Start of EXCERPT TO READ
System-Level Streaming

In addition to direct provider-level streaming, the framework supports system-level streaming through the ReasoningSystem and StreamingComponent.

Setup

from ecs_agent.components import StreamingComponent

world.add_component(agent, StreamingComponent(enabled=True))

How It Works

When an entity has StreamingComponent(enabled=True), the ReasoningSystem automatically:

  1. Calls provider.complete(stream=True) instead of the standard call.
  2. Publishes StreamStartEvent(entity_id).
  3. Publishes StreamReasoningDeltaEvent(entity_id, reasoning_delta) for reasoning chunks (if present).
  4. Publishes StreamReasoningEndEvent(entity_id) when reasoning phase ends.
  5. Publishes StreamContentStartEvent(entity_id) when assistant content phase starts.
  6. For each content chunk, publishes StreamContentDeltaEvent(entity_id, delta).
  7. On completion, publishes StreamEndEvent(entity_id, timestamp).
  8. Accumulates all chunks into a final CompletionResult as normal.

Subscribing to Stream Events

from ecs_agent.types import (
    StreamContentDeltaEvent,
    StreamContentStartEvent,
    StreamEndEvent,
    StreamReasoningDeltaEvent,
    StreamReasoningEndEvent,
    StreamStartEvent,
)

async def on_start(event: StreamStartEvent):
    print("Streaming started...")

async def on_reasoning_delta(event: StreamReasoningDeltaEvent):
    print(f"[think:{event.reasoning_delta}]", end="", flush=True)

async def on_reasoning_end(event: StreamReasoningEndEvent):
    print("\n[reasoning ended]")

async def on_content_start(event: StreamContentStartEvent):
    print("[content started]")

async def on_delta(event: StreamContentDeltaEvent):
    if event.delta:
        print(event.delta, end="", flush=True)

async def on_end(event: StreamEndEvent):
    print("\nStreaming complete.")

world.event_bus.subscribe(StreamStartEvent, on_start)
world.event_bus.subscribe(StreamReasoningDeltaEvent, on_reasoning_delta)
world.event_bus.subscribe(StreamReasoningEndEvent, on_reasoning_end)
world.event_bus.subscribe(StreamContentStartEvent, on_content_start)
world.event_bus.subscribe(StreamContentDeltaEvent, on_delta)
world.event_bus.subscribe(StreamEndEvent, on_end)

This approach decouples streaming consumers from the provider, allowing multiple subscribers to react to streaming events independently.

Example

See examples/streaming_system_agent.py for a runnable end-to-end system-level streaming demo.

Subagent Streaming Telemetry

When a subagent is launched with background=True and stream=True, the SubagentSystem bridges streaming events from the child world to the parent world's EventBus. This provides real-time visibility into the subagent's progress without requiring the parent agent to poll for results.
End of EXCERPT TO READ
Start of MATERIAL SHOWN
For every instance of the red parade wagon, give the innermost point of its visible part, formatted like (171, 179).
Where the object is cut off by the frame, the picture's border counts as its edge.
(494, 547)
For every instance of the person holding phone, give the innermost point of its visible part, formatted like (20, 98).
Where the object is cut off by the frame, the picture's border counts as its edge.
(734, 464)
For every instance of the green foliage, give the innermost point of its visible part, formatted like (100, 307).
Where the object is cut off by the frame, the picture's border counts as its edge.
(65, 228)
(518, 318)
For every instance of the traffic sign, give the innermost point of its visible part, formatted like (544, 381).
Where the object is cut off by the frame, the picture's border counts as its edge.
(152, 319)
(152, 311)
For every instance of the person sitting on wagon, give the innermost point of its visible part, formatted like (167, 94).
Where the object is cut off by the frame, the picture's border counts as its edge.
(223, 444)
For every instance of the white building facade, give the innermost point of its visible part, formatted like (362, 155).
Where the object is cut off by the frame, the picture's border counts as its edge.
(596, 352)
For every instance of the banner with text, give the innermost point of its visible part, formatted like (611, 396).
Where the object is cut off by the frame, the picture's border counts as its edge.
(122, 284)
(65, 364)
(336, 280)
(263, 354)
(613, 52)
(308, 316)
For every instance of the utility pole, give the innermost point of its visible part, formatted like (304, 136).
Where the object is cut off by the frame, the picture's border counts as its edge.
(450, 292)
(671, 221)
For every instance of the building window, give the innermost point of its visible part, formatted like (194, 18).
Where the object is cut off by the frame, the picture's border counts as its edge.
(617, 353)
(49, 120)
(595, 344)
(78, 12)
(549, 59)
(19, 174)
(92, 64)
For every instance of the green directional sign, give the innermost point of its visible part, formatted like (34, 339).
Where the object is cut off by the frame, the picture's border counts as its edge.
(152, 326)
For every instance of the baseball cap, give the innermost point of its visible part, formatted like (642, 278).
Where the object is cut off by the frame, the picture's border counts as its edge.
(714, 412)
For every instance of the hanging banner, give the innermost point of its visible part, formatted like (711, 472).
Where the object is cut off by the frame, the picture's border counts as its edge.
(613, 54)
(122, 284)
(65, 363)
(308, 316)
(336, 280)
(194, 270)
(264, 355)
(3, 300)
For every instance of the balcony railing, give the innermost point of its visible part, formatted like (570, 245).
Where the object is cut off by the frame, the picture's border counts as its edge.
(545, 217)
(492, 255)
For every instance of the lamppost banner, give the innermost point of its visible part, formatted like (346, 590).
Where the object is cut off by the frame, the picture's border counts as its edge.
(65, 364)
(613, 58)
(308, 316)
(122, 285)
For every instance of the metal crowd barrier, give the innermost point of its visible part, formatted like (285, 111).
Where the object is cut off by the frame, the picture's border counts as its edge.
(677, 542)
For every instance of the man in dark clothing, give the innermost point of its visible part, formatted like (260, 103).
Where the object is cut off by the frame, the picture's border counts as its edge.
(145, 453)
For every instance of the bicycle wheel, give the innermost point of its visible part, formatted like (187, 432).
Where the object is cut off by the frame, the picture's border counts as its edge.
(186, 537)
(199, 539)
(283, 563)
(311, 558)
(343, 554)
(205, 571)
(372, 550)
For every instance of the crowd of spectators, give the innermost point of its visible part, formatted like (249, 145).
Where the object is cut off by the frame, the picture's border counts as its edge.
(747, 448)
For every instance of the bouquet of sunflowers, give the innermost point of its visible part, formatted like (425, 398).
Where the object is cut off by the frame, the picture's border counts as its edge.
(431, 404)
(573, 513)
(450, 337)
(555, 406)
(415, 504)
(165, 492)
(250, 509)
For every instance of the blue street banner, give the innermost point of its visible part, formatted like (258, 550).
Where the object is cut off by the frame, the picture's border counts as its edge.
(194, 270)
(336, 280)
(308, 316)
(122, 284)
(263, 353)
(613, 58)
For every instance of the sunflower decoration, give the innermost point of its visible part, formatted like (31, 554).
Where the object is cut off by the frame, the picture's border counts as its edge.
End of MATERIAL SHOWN
COMPLETE THE FOLLOWING
- a) In the text on system-level streaming, what does the ReasoningSystem call in place of the standard call when an entity has StreamingComponent(enabled=True)?
- b) Continue the text on system-level streaming from its last sentence.

TASK ANSWERS
- a) It calls provider.complete(stream=True).

- b)
Event Types

Three event types are used for subagent telemetry:

  1. SubagentStreamStartEvent: Emitted when the subagent begins its first reasoning or content generation.
  2. SubagentStreamDeltaEvent: Emitted for each chunk of text or reasoning generated by the subagent.
  3. SubagentStreamEndEvent: Emitted when the subagent finishes its generation.

Event Fields

All subagent stream events share these common fields:

  • session_id: str: The unique session ID of the subagent delegation.
  • parent_entity_id: EntityId: The ID of the parent entity that launched the subagent.
  • category: str: The subagent category (e.g., "researcher").
  • child_world_name: str: The name of the child world where the subagent is running.
  • seq: int: A monotonically increasing sequence number for events within the session.
  • timestamp: str: ISO 8601 timestamp of the event.

SubagentStreamDeltaEvent also includes:

  • delta: str: The partial text content of the assistant's response.
  • reasoning_delta: str | None: The partial reasoning/thinking text (if supported by the provider).

SubagentStreamEndEvent also includes:

  • total_tokens: int | None: Total tokens consumed by the subagent (if available).

Usage Notes

  • Telemetry-First: This is a telemetry-only feature. The final, durable result of the subagent must still be retrieved via subagent_result.
  • No Durable Replay: Subagent stream events are transient and are not stored in the World or Scratchbook. They are only available to active EventBus subscribers.
  • EventBus-Only: These events are published directly to the parent world's EventBus. They do not appear in the parent agent's conversation history.